Assigned task: Repeat the listing exactly, line by line.

Extracted entries:
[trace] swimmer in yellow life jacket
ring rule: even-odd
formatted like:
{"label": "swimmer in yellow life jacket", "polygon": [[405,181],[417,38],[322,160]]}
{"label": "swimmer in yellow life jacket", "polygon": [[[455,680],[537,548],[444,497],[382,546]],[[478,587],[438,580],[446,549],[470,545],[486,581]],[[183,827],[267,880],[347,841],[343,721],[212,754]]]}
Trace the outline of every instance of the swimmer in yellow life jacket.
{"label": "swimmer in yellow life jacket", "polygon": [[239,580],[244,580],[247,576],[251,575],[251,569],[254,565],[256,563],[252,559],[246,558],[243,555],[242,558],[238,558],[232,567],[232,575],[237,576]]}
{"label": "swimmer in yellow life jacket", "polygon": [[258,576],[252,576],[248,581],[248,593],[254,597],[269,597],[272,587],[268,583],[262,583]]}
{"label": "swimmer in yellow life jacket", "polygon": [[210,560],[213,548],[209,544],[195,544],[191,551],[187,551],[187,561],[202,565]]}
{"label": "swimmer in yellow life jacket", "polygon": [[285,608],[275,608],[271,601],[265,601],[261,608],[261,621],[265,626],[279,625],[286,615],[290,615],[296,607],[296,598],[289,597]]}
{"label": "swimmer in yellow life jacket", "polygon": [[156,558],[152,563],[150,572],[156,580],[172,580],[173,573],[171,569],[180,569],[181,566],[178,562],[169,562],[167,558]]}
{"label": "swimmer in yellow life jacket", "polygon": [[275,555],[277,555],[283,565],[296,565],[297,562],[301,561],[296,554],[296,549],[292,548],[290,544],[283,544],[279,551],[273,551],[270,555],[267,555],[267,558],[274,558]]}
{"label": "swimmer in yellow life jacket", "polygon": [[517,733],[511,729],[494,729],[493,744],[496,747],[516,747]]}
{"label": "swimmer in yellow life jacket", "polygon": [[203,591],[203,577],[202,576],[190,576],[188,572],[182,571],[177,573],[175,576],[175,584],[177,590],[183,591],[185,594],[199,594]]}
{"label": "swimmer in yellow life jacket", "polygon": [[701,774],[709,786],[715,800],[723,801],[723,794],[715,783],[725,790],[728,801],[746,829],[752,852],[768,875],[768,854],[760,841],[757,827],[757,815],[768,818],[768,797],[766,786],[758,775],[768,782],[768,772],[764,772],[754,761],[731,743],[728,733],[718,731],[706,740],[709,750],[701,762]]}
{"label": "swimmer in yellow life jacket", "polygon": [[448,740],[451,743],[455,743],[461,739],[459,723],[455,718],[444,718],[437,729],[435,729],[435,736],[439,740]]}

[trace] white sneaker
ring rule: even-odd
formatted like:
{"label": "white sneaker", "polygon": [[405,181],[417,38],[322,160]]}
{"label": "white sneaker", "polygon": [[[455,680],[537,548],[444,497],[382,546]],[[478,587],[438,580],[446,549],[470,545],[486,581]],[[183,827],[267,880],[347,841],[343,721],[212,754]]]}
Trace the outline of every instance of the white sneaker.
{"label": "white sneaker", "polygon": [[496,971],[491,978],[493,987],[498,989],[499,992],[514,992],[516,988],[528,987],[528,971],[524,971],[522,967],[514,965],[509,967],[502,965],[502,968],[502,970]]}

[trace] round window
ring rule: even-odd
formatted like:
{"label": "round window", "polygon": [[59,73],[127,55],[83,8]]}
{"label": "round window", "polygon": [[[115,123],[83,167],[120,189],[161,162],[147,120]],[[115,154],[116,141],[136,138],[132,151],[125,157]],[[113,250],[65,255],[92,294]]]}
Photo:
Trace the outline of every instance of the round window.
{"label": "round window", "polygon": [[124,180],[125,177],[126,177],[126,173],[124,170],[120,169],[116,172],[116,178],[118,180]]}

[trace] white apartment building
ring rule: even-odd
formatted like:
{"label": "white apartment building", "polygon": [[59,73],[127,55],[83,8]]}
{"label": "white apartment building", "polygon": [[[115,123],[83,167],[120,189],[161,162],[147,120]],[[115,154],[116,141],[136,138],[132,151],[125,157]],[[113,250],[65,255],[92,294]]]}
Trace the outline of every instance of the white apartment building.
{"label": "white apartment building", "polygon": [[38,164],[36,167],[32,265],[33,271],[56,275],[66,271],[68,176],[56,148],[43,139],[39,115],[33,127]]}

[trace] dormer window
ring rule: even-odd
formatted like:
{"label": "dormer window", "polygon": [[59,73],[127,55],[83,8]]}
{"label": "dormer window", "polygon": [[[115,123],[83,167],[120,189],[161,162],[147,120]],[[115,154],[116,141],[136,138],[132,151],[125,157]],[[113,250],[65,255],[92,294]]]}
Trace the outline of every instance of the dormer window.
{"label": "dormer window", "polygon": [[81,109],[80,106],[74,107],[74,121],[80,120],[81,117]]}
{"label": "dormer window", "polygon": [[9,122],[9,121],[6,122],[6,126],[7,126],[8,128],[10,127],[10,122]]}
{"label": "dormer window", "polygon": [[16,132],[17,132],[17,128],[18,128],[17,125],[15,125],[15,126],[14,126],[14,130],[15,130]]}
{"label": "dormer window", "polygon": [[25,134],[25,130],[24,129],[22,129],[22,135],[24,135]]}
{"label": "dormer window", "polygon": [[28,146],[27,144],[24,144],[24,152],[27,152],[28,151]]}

Written reply:
[trace] swimmer in yellow life jacket
ring rule: even-odd
formatted like:
{"label": "swimmer in yellow life jacket", "polygon": [[405,181],[417,38],[322,160]]}
{"label": "swimmer in yellow life jacket", "polygon": [[[455,680],[537,548],[444,497],[382,546]],[[478,587],[438,580],[446,549],[470,545],[486,581]],[[183,827],[267,880],[347,841],[343,721],[212,754]]]}
Trace the outline of every instance of the swimmer in yellow life jacket.
{"label": "swimmer in yellow life jacket", "polygon": [[239,580],[244,580],[247,576],[251,575],[251,569],[254,565],[256,563],[252,559],[246,558],[243,555],[242,558],[238,558],[232,567],[232,575],[237,576]]}
{"label": "swimmer in yellow life jacket", "polygon": [[258,576],[252,576],[248,581],[248,593],[254,597],[269,597],[272,587],[268,583],[262,583]]}
{"label": "swimmer in yellow life jacket", "polygon": [[210,560],[213,548],[209,544],[195,544],[191,551],[187,551],[187,561],[202,565]]}
{"label": "swimmer in yellow life jacket", "polygon": [[285,608],[275,608],[271,601],[265,601],[261,608],[261,621],[265,626],[279,625],[286,615],[290,615],[296,607],[296,598],[289,597]]}
{"label": "swimmer in yellow life jacket", "polygon": [[156,558],[152,563],[150,572],[156,580],[172,580],[173,573],[171,569],[180,569],[181,566],[178,562],[169,562],[167,558]]}
{"label": "swimmer in yellow life jacket", "polygon": [[275,555],[277,555],[283,565],[296,565],[297,562],[301,561],[296,554],[296,549],[292,548],[290,544],[283,544],[279,551],[273,551],[270,555],[267,555],[267,558],[274,558]]}
{"label": "swimmer in yellow life jacket", "polygon": [[517,733],[511,729],[494,729],[493,744],[496,747],[516,747]]}
{"label": "swimmer in yellow life jacket", "polygon": [[203,591],[203,577],[202,576],[190,576],[188,572],[182,571],[177,573],[175,576],[175,584],[177,590],[183,591],[185,594],[199,594]]}
{"label": "swimmer in yellow life jacket", "polygon": [[701,774],[709,786],[715,800],[723,801],[723,794],[715,783],[725,790],[728,801],[746,829],[752,852],[768,875],[768,854],[760,841],[757,827],[757,815],[768,818],[768,797],[766,786],[758,775],[768,782],[768,772],[764,772],[754,761],[731,743],[728,733],[718,731],[706,740],[709,750],[701,762]]}
{"label": "swimmer in yellow life jacket", "polygon": [[448,740],[451,743],[455,743],[461,739],[459,723],[455,718],[444,718],[437,729],[435,729],[435,736],[439,740]]}

[trace] white sneaker
ring rule: even-odd
formatted like:
{"label": "white sneaker", "polygon": [[405,181],[417,38],[322,160]]}
{"label": "white sneaker", "polygon": [[[455,680],[537,548],[444,497],[382,546]],[[478,587],[438,580],[446,549],[470,545],[486,581]],[[183,827],[267,880],[347,841],[343,721],[212,754]]]}
Trace the outline of every instance of the white sneaker.
{"label": "white sneaker", "polygon": [[496,971],[491,978],[493,987],[498,989],[499,992],[514,992],[516,988],[528,987],[528,971],[524,971],[522,967],[514,965],[509,967],[502,965],[502,968],[502,970]]}

[trace] round window
ring rule: even-odd
formatted like:
{"label": "round window", "polygon": [[59,73],[127,55],[83,8]]}
{"label": "round window", "polygon": [[[115,123],[83,167],[120,189],[161,162],[147,120]],[[115,154],[116,141],[136,138],[132,151],[125,157]],[[113,250],[65,255],[92,294]]]}
Photo:
Trace the outline of every instance of the round window.
{"label": "round window", "polygon": [[124,180],[125,177],[126,177],[126,173],[124,170],[120,169],[116,172],[116,178],[118,180]]}

[trace] white apartment building
ring rule: even-odd
formatted like:
{"label": "white apartment building", "polygon": [[59,73],[127,55],[83,8]]}
{"label": "white apartment building", "polygon": [[[115,123],[83,167],[120,189],[161,162],[147,120]],[[115,154],[116,141],[136,138],[132,151],[125,157]],[[113,250],[65,255],[92,294]]]}
Trace the outline of every instance of the white apartment building.
{"label": "white apartment building", "polygon": [[38,164],[36,167],[32,265],[33,271],[56,275],[66,271],[68,176],[56,148],[43,139],[39,115],[33,127]]}

[trace] dormer window
ring rule: even-odd
formatted like:
{"label": "dormer window", "polygon": [[59,73],[127,55],[83,8]]}
{"label": "dormer window", "polygon": [[[115,123],[83,167],[120,189],[161,162],[147,120]],[[115,154],[116,141],[136,138],[132,151],[125,157]],[[113,250],[65,255],[92,294]]]}
Trace the outline of every instance of the dormer window.
{"label": "dormer window", "polygon": [[81,109],[80,106],[74,107],[74,121],[80,120],[81,117]]}
{"label": "dormer window", "polygon": [[9,122],[9,121],[6,122],[6,126],[7,126],[8,128],[10,127],[10,122]]}
{"label": "dormer window", "polygon": [[16,132],[17,132],[17,128],[18,128],[17,125],[15,125],[15,126],[14,126],[14,130],[15,130]]}
{"label": "dormer window", "polygon": [[25,134],[25,130],[24,129],[22,129],[22,135],[24,135]]}
{"label": "dormer window", "polygon": [[28,146],[27,144],[24,144],[24,152],[27,152],[28,151]]}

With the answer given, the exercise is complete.